> [Consigne 1]:
Citez textuellement le passage de l'extrait sur le modèle libanais qui va de « Intégration et diversité » jusqu'à « التقوقع الديني والطائفي. ».

Intégration et diversité : Le modèle libanais Une approche historique
|بقلم : الدكنور أنطوان خوري ، أستاذ متخصص في العلاقات الدولية
تلخيص
يتمتع لبنان بتنوعه الحضاري والثقافي وبغناه الديموقراطي وتجاربه الإنسانية التي ينبغي الحفاظ عليها وتطويرها. يقدم هذا المقال لمحة تاريخية عن لبنان وعن الشعوب التي لجأت اليه على مر العصور. ان هذه الشعوب دون استثناء بتنوعها الديني واللغوي تركت أرثاً كبيراً أغنت ارث لبنان جاعلة منه بلدا فريدا. كما ويتناول هذا المقال النظام اللبناني والتأثير الخارجي عليه في جميع مراحله مؤكدا اهمية الميثاق الوطني الذي يحتضن الجميع، مشيرا الى وجوب إلغاء الطائفية والمناطقية، بالإضافة يطرح كيفية الاستفادة واستغلال هذه التعددية لبقاء الصيغة اللبنانية من خلال الانفتاح الثقافي والإصلاح بعيدا عن التقوقع الديني والطائفي.
Introduction
Le Liban actuel est un ensemble pluriel et divers. Ce qui est même un trait caractéristique du pays. Paul Blanc[1], ancien ambassadeur français à Beyrouth, le qualifiait « d’état multicommunautaire ». L’histoire permet de comprendre cette constitution si particulière. Cette diversité et cette pluralité qui s’inscrivent dans le temps attestent d’un certain potentiel du territoire et de l’atout qu’il constitue de par ses particularités. Cet attrait se manifeste à travers la qualité de terre de refuge qu’il revête. Dresser un portrait socio-historique du modèle libanais permettra de bien le mettre en évidence. Celui-ci, se composera d’abord, d’une analyse de cette diversité comme une spécificité sociale. Elle se poursuivra par un aperçu de l’intégration de cette spécificité dans le système politique du territoire au cours de l’histoire moderne et contemporaine. Enfin, l’accent sera mis sur l’influence que peut avoir le contexte régional sur ce système.
La spécificité de la société libanaise
Les propos de l’historienne, Marie-Ange Lecerf sont le reflet de cette spécificité libanaise. Dans son ouvrage Comprendre le Liban[2], celle-ci décrit la société libanaise comme « un exemple quasi unique au monde de société pluriculturelle et de mosaïque religieuse ». L’examen de la composition sociologique du peuple libanais multiconfessionnel doit tout d’abord être réalisé sous des aspects historiques et géographiques. Le territoire libanais actuel a connu une riche succession de civilisations. En effet, celui-ci a été le témoin de presque toutes les civilisations qui sont passées au Moyen-Orient : les Phéniciens, les Romains, les Perses, les Arabes, les Croisés et les Ottomans. Ces différentes périodes de l’histoire ont chacun laissé un héritage accumulé en couches successives. La position géostratégique du territoire est la principale source d’explication de ces pénétrations. L’ensemble de ces différentes civilisations installées sur le territoire reflète sa nature plutôt accessible. Le Général français Pierre Rondot[3] allait même jusqu’à parler de « montagne ouverte sur la mer » pour parler du territoire libanais dans son article intitulé « les communautés dans l’État libanais »[4]. Cette position si particulière plaçait le territoire libanais dans le rôle de point de passage entre Orient et Occident tel un pont entre les deux univers.

> [Enregistrements fournis]:
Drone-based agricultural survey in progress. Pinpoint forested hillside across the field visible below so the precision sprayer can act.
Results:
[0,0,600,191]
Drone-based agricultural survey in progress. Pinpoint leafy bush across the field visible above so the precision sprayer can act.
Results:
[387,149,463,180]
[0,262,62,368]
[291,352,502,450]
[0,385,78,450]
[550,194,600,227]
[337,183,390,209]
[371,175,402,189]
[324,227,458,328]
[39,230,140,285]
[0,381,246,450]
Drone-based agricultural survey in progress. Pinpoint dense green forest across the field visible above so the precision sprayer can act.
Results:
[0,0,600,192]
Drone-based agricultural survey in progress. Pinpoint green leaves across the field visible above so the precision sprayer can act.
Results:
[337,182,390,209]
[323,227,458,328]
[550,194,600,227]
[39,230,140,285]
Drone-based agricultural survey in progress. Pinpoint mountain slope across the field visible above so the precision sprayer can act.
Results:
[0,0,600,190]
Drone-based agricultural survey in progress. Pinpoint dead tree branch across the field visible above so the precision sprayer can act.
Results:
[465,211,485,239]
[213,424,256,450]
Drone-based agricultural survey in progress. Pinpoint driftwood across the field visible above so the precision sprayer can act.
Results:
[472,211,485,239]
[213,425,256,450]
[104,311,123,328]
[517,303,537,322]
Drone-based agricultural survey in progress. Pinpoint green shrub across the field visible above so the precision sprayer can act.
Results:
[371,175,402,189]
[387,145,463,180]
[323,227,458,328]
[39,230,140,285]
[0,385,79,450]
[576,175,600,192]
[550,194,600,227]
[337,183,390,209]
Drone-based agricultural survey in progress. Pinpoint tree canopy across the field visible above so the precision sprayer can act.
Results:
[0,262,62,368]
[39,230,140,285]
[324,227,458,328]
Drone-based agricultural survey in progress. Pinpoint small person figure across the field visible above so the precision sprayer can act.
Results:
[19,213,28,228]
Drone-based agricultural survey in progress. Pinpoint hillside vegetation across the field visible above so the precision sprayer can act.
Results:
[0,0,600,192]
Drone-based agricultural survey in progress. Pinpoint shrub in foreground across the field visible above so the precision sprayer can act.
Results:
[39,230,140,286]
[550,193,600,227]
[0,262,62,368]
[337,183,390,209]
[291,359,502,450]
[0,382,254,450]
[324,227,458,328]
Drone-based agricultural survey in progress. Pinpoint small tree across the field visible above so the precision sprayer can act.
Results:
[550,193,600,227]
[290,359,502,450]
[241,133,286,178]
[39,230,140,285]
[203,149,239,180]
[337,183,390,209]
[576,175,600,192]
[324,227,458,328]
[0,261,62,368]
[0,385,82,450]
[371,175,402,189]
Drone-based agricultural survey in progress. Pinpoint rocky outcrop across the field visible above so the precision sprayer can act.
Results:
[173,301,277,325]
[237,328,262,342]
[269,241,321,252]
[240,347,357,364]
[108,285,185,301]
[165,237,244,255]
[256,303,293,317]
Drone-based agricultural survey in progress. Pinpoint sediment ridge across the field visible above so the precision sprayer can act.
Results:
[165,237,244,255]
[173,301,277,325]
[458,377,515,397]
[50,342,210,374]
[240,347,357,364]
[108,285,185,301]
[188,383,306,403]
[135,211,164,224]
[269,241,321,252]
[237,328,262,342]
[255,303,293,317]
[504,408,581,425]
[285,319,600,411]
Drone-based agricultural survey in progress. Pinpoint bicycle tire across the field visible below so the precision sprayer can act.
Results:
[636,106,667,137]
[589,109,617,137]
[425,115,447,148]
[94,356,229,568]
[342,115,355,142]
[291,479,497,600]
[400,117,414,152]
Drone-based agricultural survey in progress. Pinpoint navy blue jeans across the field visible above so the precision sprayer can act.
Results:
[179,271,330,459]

> [Consigne 2]:
Convertissez en liste JSON de chaînes les lignes des enregistrements ci-dessus, de celle qui contient « Drone-based agricultural survey in progress. Pinpoint hillside » jusqu'à celle qui contient « [256,303,293,317] », toutes deux comprises. Mettez une chaîne par ligne, omettez les lignes vides et ne rendez que ces lignes.

> [Réponse 1]:
Intégration et diversité : Le modèle libanais Une approche historique
|بقلم : الدكنور أنطوان خوري ، أستاذ متخصص في العلاقات الدولية
تلخيص
يتمتع لبنان بتنوعه الحضاري والثقافي وبغناه الديموقراطي وتجاربه الإنسانية التي ينبغي الحفاظ عليها وتطويرها. يقدم هذا المقال لمحة تاريخية عن لبنان وعن الشعوب التي لجأت اليه على مر العصور. ان هذه الشعوب دون استثناء بتنوعها الديني واللغوي تركت أرثاً كبيراً أغنت ارث لبنان جاعلة منه بلدا فريدا. كما ويتناول هذا المقال النظام اللبناني والتأثير الخارجي عليه في جميع مراحله مؤكدا اهمية الميثاق الوطني الذي يحتضن الجميع، مشيرا الى وجوب إلغاء الطائفية والمناطقية، بالإضافة يطرح كيفية الاستفادة واستغلال هذه التعددية لبقاء الصيغة اللبنانية من خلال الانفتاح الثقافي والإصلاح بعيدا عن التقوقع الديني والطائفي.

> [Réponse 2]:
[
  "Drone-based agricultural survey in progress. Pinpoint hillside vegetation across the field visible above so the precision sprayer can act.",
  "Results:",
  "[0,0,600,192]",
  "Drone-based agricultural survey in progress. Pinpoint shrub in foreground across the field visible above so the precision sprayer can act.",
  "Results:",
  "[39,230,140,286]",
  "[550,193,600,227]",
  "[0,262,62,368]",
  "[337,183,390,209]",
  "[291,359,502,450]",
  "[0,382,254,450]",
  "[324,227,458,328]",
  "Drone-based agricultural survey in progress. Pinpoint small tree across the field visible above so the precision sprayer can act.",
  "Results:",
  "[550,193,600,227]",
  "[290,359,502,450]",
  "[241,133,286,178]",
  "[39,230,140,285]",
  "[203,149,239,180]",
  "[337,183,390,209]",
  "[576,175,600,192]",
  "[324,227,458,328]",
  "[0,261,62,368]",
  "[0,385,82,450]",
  "[371,175,402,189]",
  "Drone-based agricultural survey in progress. Pinpoint rocky outcrop across the field visible above so the precision sprayer can act.",
  "Results:",
  "[173,301,277,325]",
  "[237,328,262,342]",
  "[269,241,321,252]",
  "[240,347,357,364]",
  "[108,285,185,301]",
  "[165,237,244,255]",
  "[256,303,293,317]"
]